Problem description — Render the entries as a JSON list of strings with one string per line and blank lines left out, starting at the beginning of the entries and ending at the line that contains "[0,304,126,353]".

——————

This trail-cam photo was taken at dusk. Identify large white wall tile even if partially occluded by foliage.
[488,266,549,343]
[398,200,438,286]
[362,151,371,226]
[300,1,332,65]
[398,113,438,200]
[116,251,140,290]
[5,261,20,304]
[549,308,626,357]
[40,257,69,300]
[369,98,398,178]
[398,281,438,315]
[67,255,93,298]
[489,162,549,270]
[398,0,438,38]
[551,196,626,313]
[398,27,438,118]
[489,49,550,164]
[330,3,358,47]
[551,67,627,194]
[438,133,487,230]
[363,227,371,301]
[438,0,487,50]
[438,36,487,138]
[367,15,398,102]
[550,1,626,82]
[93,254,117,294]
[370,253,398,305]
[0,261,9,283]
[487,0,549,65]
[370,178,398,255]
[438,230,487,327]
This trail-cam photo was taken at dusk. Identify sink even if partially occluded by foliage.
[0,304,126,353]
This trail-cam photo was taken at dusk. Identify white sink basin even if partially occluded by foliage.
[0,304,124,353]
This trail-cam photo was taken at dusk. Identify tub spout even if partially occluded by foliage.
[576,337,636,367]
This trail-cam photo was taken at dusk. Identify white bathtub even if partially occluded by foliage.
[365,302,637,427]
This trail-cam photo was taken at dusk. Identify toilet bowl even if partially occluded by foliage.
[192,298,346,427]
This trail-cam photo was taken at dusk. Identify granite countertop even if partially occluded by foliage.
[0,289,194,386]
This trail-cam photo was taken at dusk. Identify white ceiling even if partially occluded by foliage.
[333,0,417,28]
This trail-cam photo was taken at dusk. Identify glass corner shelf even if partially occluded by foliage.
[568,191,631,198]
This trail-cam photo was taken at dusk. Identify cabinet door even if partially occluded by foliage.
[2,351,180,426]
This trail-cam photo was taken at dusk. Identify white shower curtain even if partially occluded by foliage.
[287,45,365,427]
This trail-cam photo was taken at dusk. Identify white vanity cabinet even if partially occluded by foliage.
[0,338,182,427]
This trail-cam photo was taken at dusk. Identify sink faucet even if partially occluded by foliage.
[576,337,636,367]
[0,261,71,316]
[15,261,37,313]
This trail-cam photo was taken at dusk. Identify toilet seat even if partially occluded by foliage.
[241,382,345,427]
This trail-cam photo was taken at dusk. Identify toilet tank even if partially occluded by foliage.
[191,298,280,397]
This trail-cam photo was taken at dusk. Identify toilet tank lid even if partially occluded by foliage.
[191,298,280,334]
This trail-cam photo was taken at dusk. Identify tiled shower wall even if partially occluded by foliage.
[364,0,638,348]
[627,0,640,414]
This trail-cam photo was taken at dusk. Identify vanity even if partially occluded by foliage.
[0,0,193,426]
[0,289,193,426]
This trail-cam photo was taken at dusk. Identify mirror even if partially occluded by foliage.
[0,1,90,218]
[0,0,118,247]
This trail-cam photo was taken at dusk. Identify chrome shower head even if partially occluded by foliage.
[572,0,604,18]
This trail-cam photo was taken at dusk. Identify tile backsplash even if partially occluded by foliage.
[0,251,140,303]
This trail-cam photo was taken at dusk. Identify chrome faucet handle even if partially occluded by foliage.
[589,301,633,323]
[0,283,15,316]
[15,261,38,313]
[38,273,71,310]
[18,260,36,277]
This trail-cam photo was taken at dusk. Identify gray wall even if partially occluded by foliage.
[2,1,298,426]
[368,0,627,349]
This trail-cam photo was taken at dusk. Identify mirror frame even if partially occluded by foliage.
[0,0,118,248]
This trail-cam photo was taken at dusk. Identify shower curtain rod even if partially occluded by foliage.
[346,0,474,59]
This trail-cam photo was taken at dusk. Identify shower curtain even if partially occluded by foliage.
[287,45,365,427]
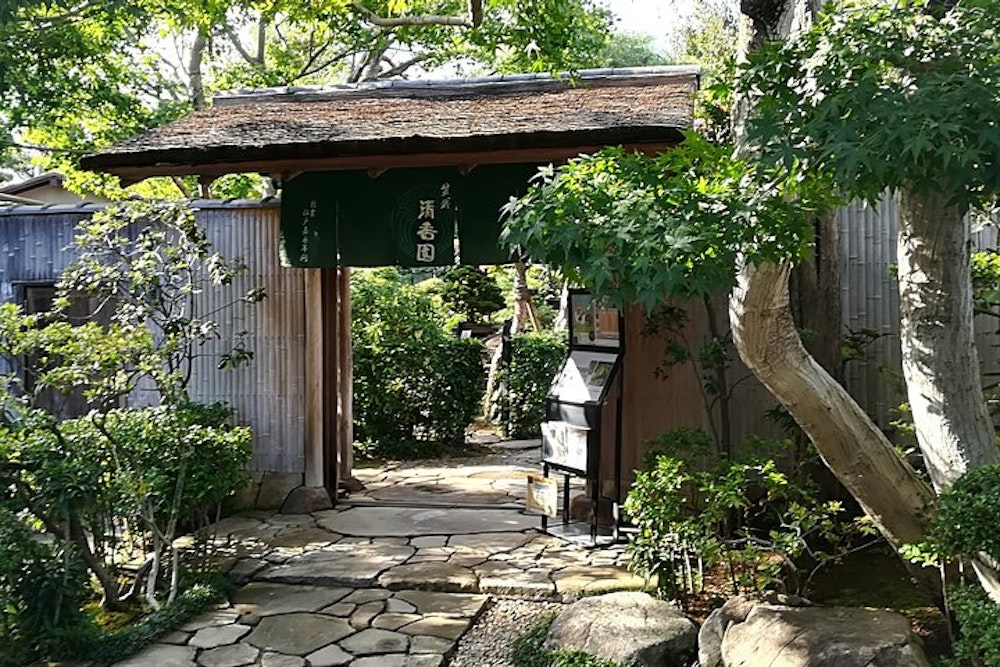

——————

Exercise answer —
[
  "This trail-cam photo was taken at dusk. Identify large white wall tile even if partially occluded by foliage.",
  "[488,266,549,343]",
  "[398,200,438,286]",
  "[362,151,371,226]",
  "[300,1,332,65]",
  "[398,113,438,200]",
  "[116,251,140,290]",
  "[5,261,20,304]",
  "[549,308,626,357]",
  "[40,257,69,300]",
  "[369,98,398,178]",
  "[398,281,438,315]",
  "[67,255,93,298]",
  "[489,162,549,270]",
  "[398,0,438,38]",
  "[551,196,626,313]",
  "[398,27,438,118]",
  "[489,49,550,164]",
  "[330,3,358,47]",
  "[551,67,627,194]",
  "[438,133,487,230]",
  "[363,227,371,301]",
  "[438,0,487,50]",
  "[438,36,487,138]",
  "[367,15,398,102]",
  "[550,1,626,82]",
  "[93,254,117,294]",
  "[370,253,398,305]",
  "[0,261,9,283]",
  "[487,0,549,65]",
  "[370,178,398,255]",
  "[438,230,487,327]",
  "This trail-cam photo was taken at dusk. Identify sink even if partially occluded by foliage.",
  "[0,304,126,353]"
]